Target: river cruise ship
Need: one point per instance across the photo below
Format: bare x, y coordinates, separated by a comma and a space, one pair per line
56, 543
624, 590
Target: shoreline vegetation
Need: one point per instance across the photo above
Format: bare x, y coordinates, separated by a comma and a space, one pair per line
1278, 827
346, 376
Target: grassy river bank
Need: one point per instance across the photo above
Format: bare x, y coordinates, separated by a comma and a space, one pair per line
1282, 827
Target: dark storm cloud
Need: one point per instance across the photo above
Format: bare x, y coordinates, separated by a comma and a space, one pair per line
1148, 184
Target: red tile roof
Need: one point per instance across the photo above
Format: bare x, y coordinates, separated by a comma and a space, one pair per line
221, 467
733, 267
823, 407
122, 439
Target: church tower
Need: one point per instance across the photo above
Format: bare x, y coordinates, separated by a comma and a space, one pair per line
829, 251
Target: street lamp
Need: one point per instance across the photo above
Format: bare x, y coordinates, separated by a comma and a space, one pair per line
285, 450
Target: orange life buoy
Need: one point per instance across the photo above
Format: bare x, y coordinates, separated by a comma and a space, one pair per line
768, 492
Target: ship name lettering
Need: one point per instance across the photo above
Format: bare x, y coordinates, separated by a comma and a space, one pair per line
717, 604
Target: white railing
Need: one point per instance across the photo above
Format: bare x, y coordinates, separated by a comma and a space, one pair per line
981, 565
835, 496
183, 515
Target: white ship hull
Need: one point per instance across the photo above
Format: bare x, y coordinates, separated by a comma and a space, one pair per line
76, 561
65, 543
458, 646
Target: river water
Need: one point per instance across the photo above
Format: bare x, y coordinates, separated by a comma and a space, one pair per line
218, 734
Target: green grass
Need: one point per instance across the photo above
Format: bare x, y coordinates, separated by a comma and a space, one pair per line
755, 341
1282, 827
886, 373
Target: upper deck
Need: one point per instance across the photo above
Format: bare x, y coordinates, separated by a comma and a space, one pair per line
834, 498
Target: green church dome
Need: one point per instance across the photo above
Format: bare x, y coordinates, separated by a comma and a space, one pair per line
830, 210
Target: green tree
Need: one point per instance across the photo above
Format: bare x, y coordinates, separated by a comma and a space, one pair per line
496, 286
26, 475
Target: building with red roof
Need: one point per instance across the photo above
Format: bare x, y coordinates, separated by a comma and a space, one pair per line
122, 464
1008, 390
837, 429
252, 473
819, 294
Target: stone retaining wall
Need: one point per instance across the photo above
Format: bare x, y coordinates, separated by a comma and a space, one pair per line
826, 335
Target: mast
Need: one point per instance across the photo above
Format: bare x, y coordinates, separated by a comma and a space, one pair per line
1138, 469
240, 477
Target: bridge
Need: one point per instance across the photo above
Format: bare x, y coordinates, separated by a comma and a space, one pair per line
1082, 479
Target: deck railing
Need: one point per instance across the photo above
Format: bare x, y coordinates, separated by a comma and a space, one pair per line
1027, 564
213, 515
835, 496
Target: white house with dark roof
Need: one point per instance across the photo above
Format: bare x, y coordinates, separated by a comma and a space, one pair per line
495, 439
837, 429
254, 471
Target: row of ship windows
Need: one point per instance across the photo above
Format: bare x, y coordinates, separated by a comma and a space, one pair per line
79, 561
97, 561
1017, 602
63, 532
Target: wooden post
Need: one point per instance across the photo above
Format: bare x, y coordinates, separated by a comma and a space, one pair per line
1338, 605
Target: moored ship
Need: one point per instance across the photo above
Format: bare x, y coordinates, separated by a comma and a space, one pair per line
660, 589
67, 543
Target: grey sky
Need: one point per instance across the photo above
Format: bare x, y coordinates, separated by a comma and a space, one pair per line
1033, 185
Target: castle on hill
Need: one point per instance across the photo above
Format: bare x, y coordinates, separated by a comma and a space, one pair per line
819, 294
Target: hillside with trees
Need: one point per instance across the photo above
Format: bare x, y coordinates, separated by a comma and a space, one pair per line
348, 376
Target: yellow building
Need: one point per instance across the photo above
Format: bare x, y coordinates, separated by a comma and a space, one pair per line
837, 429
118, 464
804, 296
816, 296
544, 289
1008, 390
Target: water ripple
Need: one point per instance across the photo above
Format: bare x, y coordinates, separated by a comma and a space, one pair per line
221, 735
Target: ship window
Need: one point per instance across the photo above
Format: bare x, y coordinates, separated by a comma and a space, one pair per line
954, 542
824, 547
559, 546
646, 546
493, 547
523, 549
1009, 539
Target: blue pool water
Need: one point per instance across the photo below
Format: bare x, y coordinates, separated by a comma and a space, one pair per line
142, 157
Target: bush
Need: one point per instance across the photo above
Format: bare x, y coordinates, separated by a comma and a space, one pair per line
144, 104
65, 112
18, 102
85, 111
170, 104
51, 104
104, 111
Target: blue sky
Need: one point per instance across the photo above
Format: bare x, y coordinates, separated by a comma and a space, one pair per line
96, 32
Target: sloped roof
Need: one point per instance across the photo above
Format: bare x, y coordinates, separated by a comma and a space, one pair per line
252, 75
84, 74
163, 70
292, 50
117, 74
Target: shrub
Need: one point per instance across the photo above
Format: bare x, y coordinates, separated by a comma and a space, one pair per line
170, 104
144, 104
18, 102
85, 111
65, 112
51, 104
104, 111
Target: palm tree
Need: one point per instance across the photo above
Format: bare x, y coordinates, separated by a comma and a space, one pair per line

§ Aim of the exercise
Give all of the entries again, word for word.

§ Solution to the exercise
Target: river cruise ship
Need: one point per instance across the photo below
Format: bare x, y coordinates, separated by a comma and a space, one pair per line
56, 543
624, 590
Target: shoreline vegetation
Need: one point per instance across the photo above
Format: bare x, y coordinates, separated by a comma and a space, one pair per line
1278, 827
346, 376
Target: grassy river bank
Need: one point per instance across the photo above
Format: bare x, y coordinates, separated by a comma and a space, one pair per line
1282, 827
Target: dark storm cloud
Need: one point per instance across the photo above
Format: bare x, y coordinates, separated by a comma and a space, one pair per line
1148, 184
Target: red tile roof
Need: one point per instance across the photo above
Format: bare x, y coordinates, separated by a comma and a space, one pair per line
221, 467
733, 267
823, 407
122, 439
Target: church tower
Need: one point per instance across the photo above
Format: bare x, y coordinates, separated by a comma and a space, one pair per line
829, 251
Target: street lamp
Need: one point per instance across the photo above
Format: bare x, y coordinates, separated by a comma and a space, one pair per line
285, 450
Target: orange life buoy
Need: one point per instance across the photo above
Format: bare x, y coordinates, separated by a comma and a space, one pair per line
768, 492
Target: ship name lettering
Need: one point per instance across the photo above
Format: bare x, y coordinates, separated by a comma and a space, one pair per line
717, 604
Target: white railing
Need: one point per instance across the photo above
Format: bare x, y coordinates, separated by a comma and a space, one pair per line
981, 565
835, 496
183, 515
Target: white ship hull
Need: one point per instance across the photo above
Format: bare x, y coordinates, separated by a comma and a space, one pair per line
76, 561
65, 543
458, 646
Target: river water
Need: one point per instance across the photo above
Format: bare x, y coordinates, separated by a comma and a space, one pair per line
218, 734
Target: green grass
Need: one point per instance across the photo above
Format: bare x, y coordinates, separated by a comma and a space, one pair per line
755, 341
1282, 827
886, 373
Target: upper deck
Need: one point per instance across the photo above
Format: bare x, y coordinates, separated by a comma and a space, one pair per line
834, 498
Target: green church dome
Need: one point per instance across the photo above
Format: bare x, y coordinates, separated by a comma and a space, one pair per line
830, 210
Target: green tree
Need: one point per instance across the photo above
Format: bare x, y coordinates, separated by a comma and a space, one pair per line
496, 286
26, 475
Target: building with red roof
Need: one point per instance across the photo above
Format: bare x, y coordinates, separated by a comma and a space, one pair per line
122, 464
1008, 390
837, 429
252, 473
819, 294
Target: stone retaining wall
Need: one point per instance across the photo above
Format: bare x, y coordinates, separated by a comma and a space, one pair per line
826, 335
Target: mast
Need: one point per instance across the photo above
Format: bare x, y coordinates, separated by a comma and a space, one pair per line
1138, 469
240, 477
Target: bridge
Need: one point per instance across the photo above
Format: bare x, y coordinates, separated by a comma and a space, one pair per line
1082, 479
Target: deck railing
Need: one point per instance across the photo above
Format: bare x, y coordinates, separated by a comma and a space, one pair per line
1027, 564
213, 515
835, 496
Target: white house with dark roof
Need: one point per instance across the photo above
Format: bare x, y coordinates, separated by a comma and a space, one pair per line
495, 439
837, 429
254, 471
Target: row of ship windows
Need: one point per instance across the photo above
Format: bare x, y coordinates, separated by a comma and a space, one pair per line
79, 561
97, 561
1017, 602
63, 532
Target: wooden post
Need: one point per instance across the photo above
Format: bare x, y coordinates, separated by a comma and a space, one pair per line
1338, 605
Target: moored ship
Need: one point per instance across the photo above
Format: bare x, y coordinates, separated by a comma and a space, one pair per line
660, 589
67, 543
Target: grey sky
Need: one point per instance across the photo above
Format: bare x, y coordinates, separated by a comma and a space, one pair per line
1033, 185
Target: castle on hill
Need: one point per instance across the photo above
Format: bare x, y coordinates, separated by a comma and a space, one pair per line
819, 294
Target: hillside with trees
Need: one point per instance across the photo above
Format: bare x, y coordinates, separated by a comma and a space, one pair per line
348, 376
Target: yellow building
Need: one point per instance across the photo above
Format: bare x, y coordinates, separated by a comma and a space, one pair per line
837, 429
118, 464
804, 296
816, 296
544, 289
1008, 390
Target: water ripple
Need: one point per instance across the photo above
Format: bare x, y coordinates, separated by a comma and a space, one pair per line
221, 735
Target: ship window
Need: one point per instance across the photo above
Format: bare x, y coordinates, separated by a comma and a space, one pair per line
954, 542
824, 547
559, 546
646, 546
493, 547
523, 549
1009, 539
Target: blue pool water
Need: one point per instance across the photo below
Format: bare x, y coordinates, separated by a comma and a space, one pair per line
142, 157
Target: bush
Need: one point per instance across the photo above
Format: bare x, y coordinates, separated by a comma and a space, one pair per line
144, 104
65, 112
18, 102
85, 111
170, 104
51, 104
104, 111
Target: blue sky
Need: one point per instance across the photo above
Format: bare x, y coordinates, separated by a comma and a space, one pair per line
96, 32
Target: sloped roof
Need: one point per instance across the photo above
Format: bare x, y coordinates, separated by a comma and a space, one pair per line
252, 75
84, 74
163, 70
292, 50
117, 74
Target: shrub
Need: one point per instance across the photo above
Format: bare x, y coordinates, separated by a comma and a space, one pair per line
170, 104
144, 104
18, 102
85, 111
65, 112
51, 104
104, 111
Target: palm tree
Need: one point per instance across the photo above
Format: bare x, y coordinates, separated by a comma and a space, one pair per line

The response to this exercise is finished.